**Challenge**
Set down, word for word, the stretch of lines from the one containing "Spot the bleached" to the end of the records below.

(Extracted data entries)

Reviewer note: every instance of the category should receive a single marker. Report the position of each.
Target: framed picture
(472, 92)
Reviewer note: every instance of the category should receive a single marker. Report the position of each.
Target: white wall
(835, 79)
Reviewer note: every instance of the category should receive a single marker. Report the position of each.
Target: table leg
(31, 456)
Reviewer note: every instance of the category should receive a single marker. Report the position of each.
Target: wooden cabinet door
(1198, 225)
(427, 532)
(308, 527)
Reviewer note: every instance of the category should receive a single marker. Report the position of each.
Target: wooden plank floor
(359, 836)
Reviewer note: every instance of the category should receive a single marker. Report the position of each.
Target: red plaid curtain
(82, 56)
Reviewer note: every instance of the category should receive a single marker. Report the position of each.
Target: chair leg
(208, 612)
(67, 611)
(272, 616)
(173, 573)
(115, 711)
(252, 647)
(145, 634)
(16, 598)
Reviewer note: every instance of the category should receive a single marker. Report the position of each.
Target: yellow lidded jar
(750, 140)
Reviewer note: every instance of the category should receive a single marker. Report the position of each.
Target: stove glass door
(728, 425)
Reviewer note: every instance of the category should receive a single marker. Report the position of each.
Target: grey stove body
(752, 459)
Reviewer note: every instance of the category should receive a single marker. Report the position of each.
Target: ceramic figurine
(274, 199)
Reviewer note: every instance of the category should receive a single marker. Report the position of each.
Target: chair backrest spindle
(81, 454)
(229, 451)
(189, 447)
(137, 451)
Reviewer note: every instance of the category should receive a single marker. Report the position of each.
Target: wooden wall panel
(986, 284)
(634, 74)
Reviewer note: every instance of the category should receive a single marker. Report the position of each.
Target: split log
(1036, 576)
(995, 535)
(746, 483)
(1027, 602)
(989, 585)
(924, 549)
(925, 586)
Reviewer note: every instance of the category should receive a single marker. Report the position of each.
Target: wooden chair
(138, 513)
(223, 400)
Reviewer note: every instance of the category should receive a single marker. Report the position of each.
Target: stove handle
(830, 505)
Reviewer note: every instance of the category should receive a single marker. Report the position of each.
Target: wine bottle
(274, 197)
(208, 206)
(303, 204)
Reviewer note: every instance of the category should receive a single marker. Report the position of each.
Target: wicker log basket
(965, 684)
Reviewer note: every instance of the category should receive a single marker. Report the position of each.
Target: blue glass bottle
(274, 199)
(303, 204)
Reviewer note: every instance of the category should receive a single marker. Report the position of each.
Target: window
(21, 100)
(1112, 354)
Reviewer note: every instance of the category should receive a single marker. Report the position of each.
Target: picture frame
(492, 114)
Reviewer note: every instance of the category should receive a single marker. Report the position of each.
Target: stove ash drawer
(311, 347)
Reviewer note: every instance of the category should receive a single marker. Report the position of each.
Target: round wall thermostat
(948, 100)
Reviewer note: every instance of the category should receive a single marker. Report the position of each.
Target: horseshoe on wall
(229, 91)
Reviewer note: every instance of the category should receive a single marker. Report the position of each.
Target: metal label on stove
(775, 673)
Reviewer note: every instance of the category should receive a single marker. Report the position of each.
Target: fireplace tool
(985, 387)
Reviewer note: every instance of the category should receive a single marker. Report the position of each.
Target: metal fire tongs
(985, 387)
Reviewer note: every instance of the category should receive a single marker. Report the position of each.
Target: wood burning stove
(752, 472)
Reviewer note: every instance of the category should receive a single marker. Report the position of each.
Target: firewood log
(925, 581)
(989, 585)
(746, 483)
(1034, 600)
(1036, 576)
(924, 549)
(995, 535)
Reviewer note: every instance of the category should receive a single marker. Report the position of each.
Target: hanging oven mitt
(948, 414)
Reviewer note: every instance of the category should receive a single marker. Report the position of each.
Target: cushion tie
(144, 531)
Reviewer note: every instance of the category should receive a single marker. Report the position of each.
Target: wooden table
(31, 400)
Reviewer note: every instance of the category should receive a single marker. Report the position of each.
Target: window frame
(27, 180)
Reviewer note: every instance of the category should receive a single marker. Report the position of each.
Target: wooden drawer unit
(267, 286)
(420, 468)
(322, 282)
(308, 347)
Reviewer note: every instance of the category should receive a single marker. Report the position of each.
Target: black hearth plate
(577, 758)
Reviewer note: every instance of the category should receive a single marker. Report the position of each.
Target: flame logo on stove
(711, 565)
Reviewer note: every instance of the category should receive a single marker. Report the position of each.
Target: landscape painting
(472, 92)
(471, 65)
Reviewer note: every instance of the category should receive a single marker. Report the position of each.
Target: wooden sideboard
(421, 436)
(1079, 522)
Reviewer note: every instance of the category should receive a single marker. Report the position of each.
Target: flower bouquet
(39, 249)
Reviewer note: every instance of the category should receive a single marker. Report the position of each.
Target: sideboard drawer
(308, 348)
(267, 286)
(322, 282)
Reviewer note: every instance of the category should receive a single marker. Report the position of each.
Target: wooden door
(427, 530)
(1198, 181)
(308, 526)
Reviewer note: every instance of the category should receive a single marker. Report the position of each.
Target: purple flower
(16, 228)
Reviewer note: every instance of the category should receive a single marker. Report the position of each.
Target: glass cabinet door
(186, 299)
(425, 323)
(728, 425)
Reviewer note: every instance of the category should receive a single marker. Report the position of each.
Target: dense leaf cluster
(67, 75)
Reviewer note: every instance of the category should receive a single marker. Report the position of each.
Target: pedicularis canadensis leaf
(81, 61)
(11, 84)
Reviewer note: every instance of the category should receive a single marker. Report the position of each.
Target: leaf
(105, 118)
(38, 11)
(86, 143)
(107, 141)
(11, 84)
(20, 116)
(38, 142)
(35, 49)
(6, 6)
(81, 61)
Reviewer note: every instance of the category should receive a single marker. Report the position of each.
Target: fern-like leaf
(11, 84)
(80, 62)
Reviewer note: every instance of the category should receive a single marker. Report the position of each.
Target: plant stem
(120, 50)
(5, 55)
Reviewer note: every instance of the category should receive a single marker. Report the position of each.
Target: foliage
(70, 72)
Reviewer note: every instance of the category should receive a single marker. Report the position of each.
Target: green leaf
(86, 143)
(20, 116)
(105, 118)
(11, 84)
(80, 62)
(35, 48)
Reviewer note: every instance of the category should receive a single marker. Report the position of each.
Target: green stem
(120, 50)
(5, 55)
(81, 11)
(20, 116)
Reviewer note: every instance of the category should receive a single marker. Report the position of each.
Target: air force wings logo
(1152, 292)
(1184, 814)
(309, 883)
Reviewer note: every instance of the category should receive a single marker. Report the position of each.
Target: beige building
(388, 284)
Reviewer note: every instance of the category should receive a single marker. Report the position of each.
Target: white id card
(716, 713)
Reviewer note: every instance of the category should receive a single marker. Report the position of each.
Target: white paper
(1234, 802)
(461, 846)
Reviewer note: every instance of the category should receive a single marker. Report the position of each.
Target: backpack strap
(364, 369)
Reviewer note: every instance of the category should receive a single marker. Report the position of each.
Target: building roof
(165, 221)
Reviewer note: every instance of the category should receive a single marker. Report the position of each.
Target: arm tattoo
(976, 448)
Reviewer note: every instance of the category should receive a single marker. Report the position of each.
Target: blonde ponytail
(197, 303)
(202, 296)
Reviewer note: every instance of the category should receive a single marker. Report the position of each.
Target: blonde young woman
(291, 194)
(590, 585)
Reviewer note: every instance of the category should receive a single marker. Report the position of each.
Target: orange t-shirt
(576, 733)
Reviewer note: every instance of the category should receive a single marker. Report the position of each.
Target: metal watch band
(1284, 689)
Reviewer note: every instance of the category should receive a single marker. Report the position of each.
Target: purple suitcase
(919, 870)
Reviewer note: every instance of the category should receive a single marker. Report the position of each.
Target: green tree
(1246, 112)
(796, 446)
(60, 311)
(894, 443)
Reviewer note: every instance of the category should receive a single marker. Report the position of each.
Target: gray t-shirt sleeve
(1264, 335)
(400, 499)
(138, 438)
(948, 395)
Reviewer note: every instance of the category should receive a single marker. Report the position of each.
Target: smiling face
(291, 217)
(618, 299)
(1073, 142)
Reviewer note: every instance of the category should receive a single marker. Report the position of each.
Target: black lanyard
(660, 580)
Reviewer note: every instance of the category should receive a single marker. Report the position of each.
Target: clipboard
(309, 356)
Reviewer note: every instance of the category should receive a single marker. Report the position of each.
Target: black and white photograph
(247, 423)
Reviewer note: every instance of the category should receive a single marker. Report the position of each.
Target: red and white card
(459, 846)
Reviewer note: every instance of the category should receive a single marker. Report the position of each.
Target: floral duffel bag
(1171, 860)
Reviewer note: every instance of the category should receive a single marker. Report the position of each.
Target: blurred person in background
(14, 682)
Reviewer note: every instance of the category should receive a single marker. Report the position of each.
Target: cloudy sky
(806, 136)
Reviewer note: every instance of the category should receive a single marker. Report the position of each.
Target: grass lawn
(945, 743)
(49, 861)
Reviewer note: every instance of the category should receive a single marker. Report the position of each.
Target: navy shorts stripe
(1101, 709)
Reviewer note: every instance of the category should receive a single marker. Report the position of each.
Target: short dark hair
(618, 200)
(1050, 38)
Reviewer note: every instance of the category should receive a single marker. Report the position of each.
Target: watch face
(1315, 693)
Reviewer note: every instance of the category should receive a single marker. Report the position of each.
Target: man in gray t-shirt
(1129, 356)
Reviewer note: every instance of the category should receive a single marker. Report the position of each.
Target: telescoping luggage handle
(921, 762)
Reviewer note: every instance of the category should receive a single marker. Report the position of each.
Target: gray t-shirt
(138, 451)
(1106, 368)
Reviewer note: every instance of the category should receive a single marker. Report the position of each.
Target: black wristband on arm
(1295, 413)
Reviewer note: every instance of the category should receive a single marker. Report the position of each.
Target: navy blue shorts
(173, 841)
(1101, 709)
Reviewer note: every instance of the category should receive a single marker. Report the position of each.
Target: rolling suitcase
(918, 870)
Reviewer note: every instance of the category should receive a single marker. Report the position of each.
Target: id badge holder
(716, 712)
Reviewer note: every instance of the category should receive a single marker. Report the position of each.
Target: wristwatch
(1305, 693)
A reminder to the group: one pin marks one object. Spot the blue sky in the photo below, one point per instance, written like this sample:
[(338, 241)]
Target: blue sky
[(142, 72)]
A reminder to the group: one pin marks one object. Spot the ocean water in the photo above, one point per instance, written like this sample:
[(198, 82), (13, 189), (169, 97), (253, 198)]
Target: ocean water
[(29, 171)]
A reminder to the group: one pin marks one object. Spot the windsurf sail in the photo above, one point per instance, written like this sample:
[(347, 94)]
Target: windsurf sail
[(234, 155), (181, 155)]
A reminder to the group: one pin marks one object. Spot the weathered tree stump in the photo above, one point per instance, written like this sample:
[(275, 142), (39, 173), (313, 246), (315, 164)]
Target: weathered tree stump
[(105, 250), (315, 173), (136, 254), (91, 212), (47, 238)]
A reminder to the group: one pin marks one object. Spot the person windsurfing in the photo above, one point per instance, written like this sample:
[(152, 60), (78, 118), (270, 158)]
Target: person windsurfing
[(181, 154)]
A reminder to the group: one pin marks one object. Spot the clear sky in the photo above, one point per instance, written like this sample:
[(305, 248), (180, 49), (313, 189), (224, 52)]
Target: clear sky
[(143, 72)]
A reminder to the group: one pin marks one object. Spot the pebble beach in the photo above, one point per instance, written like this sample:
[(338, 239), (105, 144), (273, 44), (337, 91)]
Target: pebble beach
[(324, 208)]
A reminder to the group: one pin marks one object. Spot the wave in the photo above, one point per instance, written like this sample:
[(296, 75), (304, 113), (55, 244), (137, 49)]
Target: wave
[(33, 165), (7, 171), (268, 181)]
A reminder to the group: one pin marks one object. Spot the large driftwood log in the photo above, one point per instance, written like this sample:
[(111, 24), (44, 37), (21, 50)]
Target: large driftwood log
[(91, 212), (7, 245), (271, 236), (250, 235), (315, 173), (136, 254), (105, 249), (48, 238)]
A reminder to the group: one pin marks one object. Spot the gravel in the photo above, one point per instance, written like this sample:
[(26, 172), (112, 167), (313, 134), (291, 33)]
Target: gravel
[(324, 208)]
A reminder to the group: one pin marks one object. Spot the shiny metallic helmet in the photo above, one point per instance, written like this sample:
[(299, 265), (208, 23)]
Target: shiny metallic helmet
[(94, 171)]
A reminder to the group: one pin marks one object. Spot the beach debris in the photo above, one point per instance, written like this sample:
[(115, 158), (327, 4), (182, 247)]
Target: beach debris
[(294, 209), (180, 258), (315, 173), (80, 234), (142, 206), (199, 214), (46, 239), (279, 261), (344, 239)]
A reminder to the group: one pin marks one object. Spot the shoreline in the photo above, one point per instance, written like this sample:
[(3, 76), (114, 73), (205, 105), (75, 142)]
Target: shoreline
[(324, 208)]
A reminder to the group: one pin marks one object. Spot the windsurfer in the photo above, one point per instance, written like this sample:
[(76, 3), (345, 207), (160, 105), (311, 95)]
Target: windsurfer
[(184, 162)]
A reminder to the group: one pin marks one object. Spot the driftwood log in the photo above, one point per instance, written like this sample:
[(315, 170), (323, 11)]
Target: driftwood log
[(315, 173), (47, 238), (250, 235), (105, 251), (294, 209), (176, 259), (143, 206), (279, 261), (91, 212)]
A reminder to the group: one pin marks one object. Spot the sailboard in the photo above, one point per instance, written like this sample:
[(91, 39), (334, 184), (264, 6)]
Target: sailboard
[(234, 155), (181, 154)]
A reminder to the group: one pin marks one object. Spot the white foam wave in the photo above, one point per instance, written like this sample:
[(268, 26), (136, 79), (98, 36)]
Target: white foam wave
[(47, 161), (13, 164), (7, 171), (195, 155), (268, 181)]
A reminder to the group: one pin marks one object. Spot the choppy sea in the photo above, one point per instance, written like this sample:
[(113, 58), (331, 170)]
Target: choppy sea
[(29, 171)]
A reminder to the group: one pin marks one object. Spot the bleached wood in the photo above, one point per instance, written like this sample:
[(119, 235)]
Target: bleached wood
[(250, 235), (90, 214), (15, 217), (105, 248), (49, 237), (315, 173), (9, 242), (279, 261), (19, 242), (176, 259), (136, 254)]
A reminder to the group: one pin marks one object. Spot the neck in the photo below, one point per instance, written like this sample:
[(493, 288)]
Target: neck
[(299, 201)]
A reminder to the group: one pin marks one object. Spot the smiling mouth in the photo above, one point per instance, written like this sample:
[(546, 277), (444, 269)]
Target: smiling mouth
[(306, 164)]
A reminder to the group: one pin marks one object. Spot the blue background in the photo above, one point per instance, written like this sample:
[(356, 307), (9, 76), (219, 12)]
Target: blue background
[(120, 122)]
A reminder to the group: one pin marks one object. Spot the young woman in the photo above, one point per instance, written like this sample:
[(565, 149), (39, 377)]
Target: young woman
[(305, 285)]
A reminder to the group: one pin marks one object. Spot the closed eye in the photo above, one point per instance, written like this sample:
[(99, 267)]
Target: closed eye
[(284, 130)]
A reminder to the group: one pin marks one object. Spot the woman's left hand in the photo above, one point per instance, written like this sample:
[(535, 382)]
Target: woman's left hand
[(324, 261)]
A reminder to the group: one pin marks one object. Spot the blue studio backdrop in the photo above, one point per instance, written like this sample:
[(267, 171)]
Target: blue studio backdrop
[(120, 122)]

**Full answer**
A reminder to the group: one pin marks one object. Spot the bleached wood in the photo above, one point per instance, written like this sample:
[(119, 235)]
Target: bleached wood
[(250, 235), (90, 214), (15, 217), (105, 248), (49, 237), (315, 173), (9, 242), (279, 261), (19, 242), (176, 259), (136, 254)]
A reminder to the group: one pin marks one object. Spot the neck in the photo below, one point per instance, written like this sample:
[(493, 288)]
Target: neck
[(299, 201)]
A reminder to the group: one pin marks one object. Spot the smiling mouth in the photo above, one point per instance, written like this sample:
[(546, 277), (444, 269)]
Target: smiling mouth
[(306, 164)]
A reminder to the group: one pin marks one object. Spot the blue background in the photo above, one point per instance, written like this sample:
[(356, 307), (9, 76), (219, 12)]
Target: blue background
[(120, 122)]
A reminder to the group: one pin marks one object. Spot the young woman in the photo above, one point per instance, written like this sample:
[(565, 149), (39, 377)]
Target: young woman
[(305, 285)]
A reminder to the group: one pin marks one object. Spot the closed eye in the photo above, one point per instance, written like this sample:
[(99, 267)]
Target: closed eye
[(284, 130)]
A reminder to the group: one pin marks one object. Spot the woman's left hand in the photo above, one point per instance, written like this sample:
[(535, 382)]
Target: woman's left hand
[(324, 261)]
A reminder to the group: one pin marks one object. Spot the blue studio backdrop in the photo above, one point per instance, written like this sample:
[(267, 171)]
Target: blue studio backdrop
[(120, 122)]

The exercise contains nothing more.